*BRANO ESTRATTO*:
Matrix Revolutions: la recensione

Matrix Revolutions delude tanto quanto Matrix Reloaded: una trama debole, personaggi poco convincenti e cliché rendono le ultime ore della saga una disastrosa esperienza.

 

 

Articolo pubblicato per la prima volta il 30/12/2003

 

Perché pensare ad una trilogia quando non si hanno idee per svilupparla? Perché buttare nel calderone religioni new wave, Bruce Lee e belle tette? Semplicemente perché il merchandising è una fonte di guadagno inimmaginabile e i dollaroni piacciono a tutti. O almeno piacciono ai fratelli Wachowski. I due ragazzotti americani, che avevano partorito il primo ed inimitabile Matrix, hanno ideato, girato e propinato circa sei ore di merda. Non c’è altro termine che meglio riassuma la qualità dei due seguiti Matrix Reloaded e Matrix Revolutions.

Il cast base è più o meno lo stesso del primo episodio: Keanu Reeves nei panni dell’efebo Neo, Laurence Fishburne in quelli butterati di Morpheus e Carrie-Ann Moss in quelli fetish di Trinity. Un sentore del livello del film, però, si avverte già nelle new-entries: Monica Bellucci e Jada Pinkett Smith. La prima impersona Persephone che, nonostante gli squilli di tromba della stampa italiana, in realtà compare per circa tre minuti sommando le due pellicole; la fantastica attrice nostrana riesce ugualmente a dimostrare quanto è cagna a recitare. La seconda si chiama Smith perché è il cognome di suo marito Will, l’energumeno di colore che prende a cazzotti un alieno in Indipendence Day. Pooooco raccomandata!

*MATERIALE FORNITO*:
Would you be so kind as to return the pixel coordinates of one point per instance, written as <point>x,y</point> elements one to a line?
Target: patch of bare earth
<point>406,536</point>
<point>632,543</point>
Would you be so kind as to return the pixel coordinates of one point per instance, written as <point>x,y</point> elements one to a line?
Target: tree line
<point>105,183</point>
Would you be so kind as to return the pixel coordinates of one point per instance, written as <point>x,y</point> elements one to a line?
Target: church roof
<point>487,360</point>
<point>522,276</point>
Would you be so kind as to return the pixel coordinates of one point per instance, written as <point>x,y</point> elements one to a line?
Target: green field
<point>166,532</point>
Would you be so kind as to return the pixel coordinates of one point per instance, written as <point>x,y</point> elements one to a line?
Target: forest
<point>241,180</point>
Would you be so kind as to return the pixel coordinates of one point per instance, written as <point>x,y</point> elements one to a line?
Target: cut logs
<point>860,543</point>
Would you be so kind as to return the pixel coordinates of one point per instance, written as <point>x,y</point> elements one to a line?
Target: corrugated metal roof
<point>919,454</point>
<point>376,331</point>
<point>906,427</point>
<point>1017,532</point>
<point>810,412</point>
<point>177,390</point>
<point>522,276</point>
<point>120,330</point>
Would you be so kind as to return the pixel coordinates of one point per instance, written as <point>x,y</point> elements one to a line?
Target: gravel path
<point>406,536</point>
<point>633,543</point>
==
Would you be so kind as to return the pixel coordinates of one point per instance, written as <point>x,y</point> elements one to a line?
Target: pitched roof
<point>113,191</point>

*CONSEGNA*: Riporta senza alcuna modifica il passo della recensione di Matrix Revolutions che comincia con le parole "Il cast base" e si chiude dopo le parole "Day. Pooooco raccomandata!".

*RISPOSTA QUI SOTTO*:
Il cast base è più o meno lo stesso del primo episodio: Keanu Reeves nei panni dell’efebo Neo, Laurence Fishburne in quelli butterati di Morpheus e Carrie-Ann Moss in quelli fetish di Trinity. Un sentore del livello del film, però, si avverte già nelle new-entries: Monica Bellucci e Jada Pinkett Smith. La prima impersona Persephone che, nonostante gli squilli di tromba della stampa italiana, in realtà compare per circa tre minuti sommando le due pellicole; la fantastica attrice nostrana riesce ugualmente a dimostrare quanto è cagna a recitare. La seconda si chiama Smith perché è il cognome di suo marito Will, l’energumeno di colore che prende a cazzotti un alieno in Indipendence Day. Pooooco raccomandata!